- [Activity]
Retype the listing exactly, minus its pictures.

- [Records for processing]
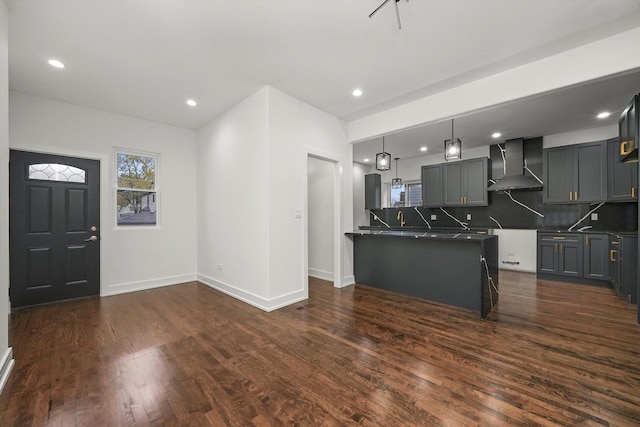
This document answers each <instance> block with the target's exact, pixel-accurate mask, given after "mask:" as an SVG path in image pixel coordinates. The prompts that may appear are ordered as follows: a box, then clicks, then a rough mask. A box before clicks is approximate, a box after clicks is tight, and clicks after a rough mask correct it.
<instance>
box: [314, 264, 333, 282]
mask: <svg viewBox="0 0 640 427" xmlns="http://www.w3.org/2000/svg"><path fill="white" fill-rule="evenodd" d="M308 274H309V276H311V277H314V278H316V279H320V280H326V281H327V282H333V272H331V271H324V270H318V269H316V268H311V267H309V273H308Z"/></svg>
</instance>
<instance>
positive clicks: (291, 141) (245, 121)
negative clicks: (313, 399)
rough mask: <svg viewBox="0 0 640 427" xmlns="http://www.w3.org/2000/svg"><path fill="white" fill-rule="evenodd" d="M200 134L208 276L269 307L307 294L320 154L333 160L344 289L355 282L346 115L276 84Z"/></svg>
mask: <svg viewBox="0 0 640 427" xmlns="http://www.w3.org/2000/svg"><path fill="white" fill-rule="evenodd" d="M198 135H199V136H198V200H199V205H198V212H199V231H200V234H199V238H198V273H199V274H198V278H199V280H201V281H202V282H203V283H206V284H208V285H210V286H213V287H215V288H217V289H219V290H221V291H223V292H226V293H228V294H230V295H233V296H234V297H236V298H239V299H241V300H243V301H246V302H248V303H250V304H253V305H255V306H257V307H260V308H261V309H263V310H267V311H270V310H274V309H277V308H279V307H282V306H284V305H288V304H291V303H293V302H296V301H299V300H302V299H305V298H307V291H308V288H307V275H308V267H309V266H308V262H307V258H306V255H307V250H308V248H307V240H308V236H307V223H308V221H309V218H308V213H307V212H305V208H306V206H307V203H308V200H307V180H308V174H307V167H308V163H307V162H308V157H309V155H312V156H315V157H319V158H323V159H328V160H330V161H331V162H332V163H334V167H333V171H334V177H335V178H336V179H335V180H334V191H333V193H334V194H335V195H336V199H337V202H338V204H337V205H335V204H334V206H338V207H336V208H334V224H336V223H337V227H334V251H333V253H334V265H336V264H338V265H339V266H340V268H339V269H337V270H336V269H334V276H338V280H337V281H336V283H335V285H336V286H342V285H344V284H346V283H352V282H353V276H352V274H353V264H352V254H351V250H352V248H351V246H350V241H348V239H347V238H346V237H344V234H343V233H344V231H346V230H350V229H351V228H352V217H353V211H352V207H353V190H352V188H351V185H352V184H351V174H352V170H351V169H352V167H351V162H352V154H351V146H350V145H349V144H347V142H346V135H345V133H344V126H343V124H342V123H341V122H340V121H339V120H338V119H336V118H335V117H333V116H330V115H328V114H326V113H324V112H322V111H319V110H317V109H315V108H313V107H311V106H309V105H306V104H304V103H302V102H300V101H298V100H296V99H294V98H292V97H290V96H288V95H286V94H284V93H282V92H280V91H278V90H275V89H273V88H271V87H268V86H267V87H264V88H262V89H261V90H260V91H258V92H257V93H255V94H254V95H252V96H251V97H249V98H248V99H246V100H245V101H243V102H242V103H240V104H239V105H237V106H235V107H234V108H232V109H231V110H229V111H228V112H227V113H225V114H223V115H222V116H220V117H218V118H217V119H215V120H214V121H213V122H211V123H210V124H208V125H207V126H205V127H204V128H202V129H201V130H200V131H199V132H198ZM239 189H241V191H240V190H239ZM234 192H235V193H234ZM335 201H336V200H334V202H335ZM235 206H237V207H238V209H234V207H235ZM337 209H340V210H339V212H336V210H337ZM297 212H299V213H300V217H297V215H296V214H297ZM248 225H250V226H248ZM218 264H222V265H223V267H222V269H219V268H218Z"/></svg>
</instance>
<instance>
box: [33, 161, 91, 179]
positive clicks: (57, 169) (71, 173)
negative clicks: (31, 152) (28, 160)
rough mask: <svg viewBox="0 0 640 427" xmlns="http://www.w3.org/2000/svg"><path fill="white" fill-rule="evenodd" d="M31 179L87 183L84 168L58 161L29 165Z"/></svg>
mask: <svg viewBox="0 0 640 427" xmlns="http://www.w3.org/2000/svg"><path fill="white" fill-rule="evenodd" d="M29 179H40V180H45V181H61V182H80V183H83V184H84V183H86V182H87V181H86V174H85V171H84V170H82V169H78V168H76V167H73V166H69V165H61V164H58V163H38V164H33V165H29Z"/></svg>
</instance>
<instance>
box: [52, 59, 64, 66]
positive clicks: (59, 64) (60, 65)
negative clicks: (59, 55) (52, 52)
mask: <svg viewBox="0 0 640 427" xmlns="http://www.w3.org/2000/svg"><path fill="white" fill-rule="evenodd" d="M49 65H51V66H52V67H56V68H64V64H63V63H62V62H60V61H58V60H57V59H50V60H49Z"/></svg>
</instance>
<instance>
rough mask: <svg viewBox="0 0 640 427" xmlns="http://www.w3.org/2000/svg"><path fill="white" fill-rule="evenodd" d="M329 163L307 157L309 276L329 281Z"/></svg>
mask: <svg viewBox="0 0 640 427" xmlns="http://www.w3.org/2000/svg"><path fill="white" fill-rule="evenodd" d="M333 167H334V165H333V163H331V162H328V161H326V160H321V159H317V158H315V157H309V159H308V168H307V177H308V181H307V182H308V192H307V198H308V208H307V211H308V213H309V216H308V218H309V223H308V224H309V225H308V226H309V244H308V247H309V276H312V277H317V278H319V279H323V280H329V281H333Z"/></svg>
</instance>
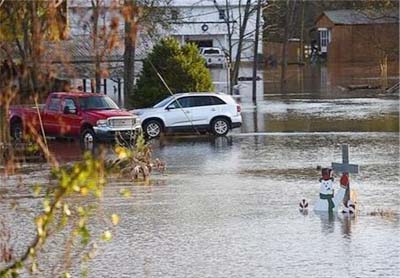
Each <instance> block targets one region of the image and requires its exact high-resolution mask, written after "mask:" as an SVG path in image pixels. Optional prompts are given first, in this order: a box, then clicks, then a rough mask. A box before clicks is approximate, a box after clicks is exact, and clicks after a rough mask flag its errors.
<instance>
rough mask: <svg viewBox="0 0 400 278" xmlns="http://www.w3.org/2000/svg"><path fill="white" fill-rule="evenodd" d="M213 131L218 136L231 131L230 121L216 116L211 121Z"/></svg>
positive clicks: (215, 134)
mask: <svg viewBox="0 0 400 278" xmlns="http://www.w3.org/2000/svg"><path fill="white" fill-rule="evenodd" d="M211 131H212V133H214V134H215V135H217V136H224V135H226V134H227V133H228V131H229V121H228V120H227V119H224V118H216V119H215V120H213V121H212V123H211Z"/></svg>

- [Task output]
This document answers each <instance> block with the target's exact, pixel-accurate mask, given after "mask:" as an SVG path in image pixel coordinates. The prompts that may appear are ordered as follows: a box, then clicks, then a rough mask. A box before clicks is approximate, a box after clicks is tight, and clicks after a rough mask correct it.
<instance>
box: [314, 264, 333, 282]
mask: <svg viewBox="0 0 640 427" xmlns="http://www.w3.org/2000/svg"><path fill="white" fill-rule="evenodd" d="M308 274H309V276H311V277H314V278H316V279H320V280H326V281H327V282H333V272H331V271H324V270H318V269H316V268H311V267H309V273H308Z"/></svg>
</instance>
<instance>
positive clicks: (291, 141) (245, 121)
negative clicks: (313, 399)
rough mask: <svg viewBox="0 0 640 427" xmlns="http://www.w3.org/2000/svg"><path fill="white" fill-rule="evenodd" d="M200 134L208 276L269 307L307 294L320 154L333 160L344 289L355 282L346 115L276 84Z"/></svg>
mask: <svg viewBox="0 0 640 427" xmlns="http://www.w3.org/2000/svg"><path fill="white" fill-rule="evenodd" d="M198 135H199V136H198V200H199V205H198V212H199V231H200V234H199V238H198V273H199V274H198V278H199V280H201V281H202V282H203V283H206V284H208V285H210V286H213V287H215V288H217V289H219V290H221V291H223V292H226V293H228V294H230V295H233V296H234V297H236V298H239V299H241V300H243V301H246V302H248V303H250V304H253V305H255V306H257V307H260V308H261V309H263V310H267V311H270V310H274V309H277V308H279V307H282V306H284V305H288V304H291V303H293V302H296V301H299V300H302V299H305V298H307V291H308V288H307V275H308V267H309V266H308V262H307V258H306V255H307V250H308V248H307V240H308V236H307V223H308V221H309V218H308V213H307V212H305V208H306V206H307V203H308V200H307V180H308V174H307V167H308V163H307V162H308V157H309V155H312V156H315V157H319V158H323V159H328V160H330V161H331V162H332V163H334V167H333V171H334V177H335V178H336V179H335V180H334V191H333V193H334V194H335V195H336V199H337V202H338V204H337V205H335V204H334V206H338V207H336V208H334V224H336V223H337V227H334V251H333V253H334V265H336V264H338V265H339V266H340V268H339V269H337V270H336V269H334V276H338V280H337V281H336V283H335V285H336V286H342V285H344V284H346V283H352V282H353V276H352V274H353V264H352V254H351V250H352V248H351V246H350V241H348V239H347V238H346V237H344V234H343V233H344V231H346V230H350V229H351V228H352V217H353V211H352V207H353V190H352V188H351V185H352V184H351V174H352V170H351V169H352V167H351V162H352V154H351V146H350V145H349V144H347V142H346V135H345V133H344V126H343V124H342V123H341V122H340V121H339V120H338V119H336V118H335V117H333V116H330V115H328V114H326V113H324V112H322V111H319V110H317V109H315V108H313V107H311V106H309V105H306V104H304V103H302V102H300V101H298V100H296V99H294V98H292V97H290V96H288V95H286V94H284V93H282V92H280V91H278V90H275V89H273V88H271V87H268V86H267V87H264V88H262V89H261V90H260V91H258V92H257V93H255V94H254V95H252V96H251V97H249V98H248V99H246V100H245V101H243V102H242V103H240V104H239V105H237V106H235V107H234V108H232V109H231V110H229V111H228V112H227V113H225V114H223V115H222V116H220V117H218V118H217V119H215V120H214V121H213V122H211V123H210V124H208V125H207V126H205V127H204V128H202V129H201V130H200V131H199V132H198ZM239 189H241V191H240V190H239ZM234 192H235V193H234ZM335 201H336V200H334V202H335ZM235 206H237V207H238V209H234V207H235ZM337 209H340V210H339V212H336V210H337ZM297 212H299V213H300V217H297V215H296V214H297ZM248 225H250V226H248ZM218 264H222V265H223V267H222V269H219V268H218Z"/></svg>
</instance>
<instance>
box: [33, 161, 91, 179]
positive clicks: (57, 169) (71, 173)
negative clicks: (31, 152) (28, 160)
rough mask: <svg viewBox="0 0 640 427" xmlns="http://www.w3.org/2000/svg"><path fill="white" fill-rule="evenodd" d="M31 179L87 183L84 168L58 161L29 165Z"/></svg>
mask: <svg viewBox="0 0 640 427" xmlns="http://www.w3.org/2000/svg"><path fill="white" fill-rule="evenodd" d="M29 179H40V180H45V181H61V182H80V183H83V184H84V183H86V182H87V181H86V174H85V171H84V170H82V169H78V168H76V167H73V166H69V165H61V164H58V163H38V164H33V165H29Z"/></svg>
</instance>
<instance>
box: [52, 59, 64, 66]
positive clicks: (59, 64) (60, 65)
negative clicks: (59, 55) (52, 52)
mask: <svg viewBox="0 0 640 427" xmlns="http://www.w3.org/2000/svg"><path fill="white" fill-rule="evenodd" d="M49 65H51V66H52V67H56V68H64V64H63V63H62V62H60V61H58V60H57V59H50V60H49Z"/></svg>
</instance>
<instance>
rough mask: <svg viewBox="0 0 640 427" xmlns="http://www.w3.org/2000/svg"><path fill="white" fill-rule="evenodd" d="M329 163L307 157L309 276L329 281Z"/></svg>
mask: <svg viewBox="0 0 640 427" xmlns="http://www.w3.org/2000/svg"><path fill="white" fill-rule="evenodd" d="M333 167H334V165H333V163H331V162H328V161H326V160H321V159H317V158H315V157H309V159H308V168H307V177H308V181H307V182H308V192H307V198H308V208H307V211H308V213H309V216H308V218H309V223H308V224H309V225H308V226H309V244H308V247H309V276H312V277H317V278H319V279H323V280H329V281H333Z"/></svg>
</instance>
Each <instance> block targets one region of the image and requires its exact high-resolution mask, written after "mask:" as an SVG path in image pixels. Optional prompts are given first, in this order: a box, then clicks, then a rough mask. A box before clicks is approximate, a box after clicks is exact, and clicks after a rough mask flag its errors.
<instance>
rough mask: <svg viewBox="0 0 400 278" xmlns="http://www.w3.org/2000/svg"><path fill="white" fill-rule="evenodd" d="M213 131L218 136L231 131L230 121L216 116L211 121Z"/></svg>
positive clicks: (215, 134)
mask: <svg viewBox="0 0 400 278" xmlns="http://www.w3.org/2000/svg"><path fill="white" fill-rule="evenodd" d="M211 131H212V133H214V134H215V135H217V136H224V135H226V134H227V133H228V131H229V121H228V120H227V119H224V118H216V119H215V120H213V121H212V123H211Z"/></svg>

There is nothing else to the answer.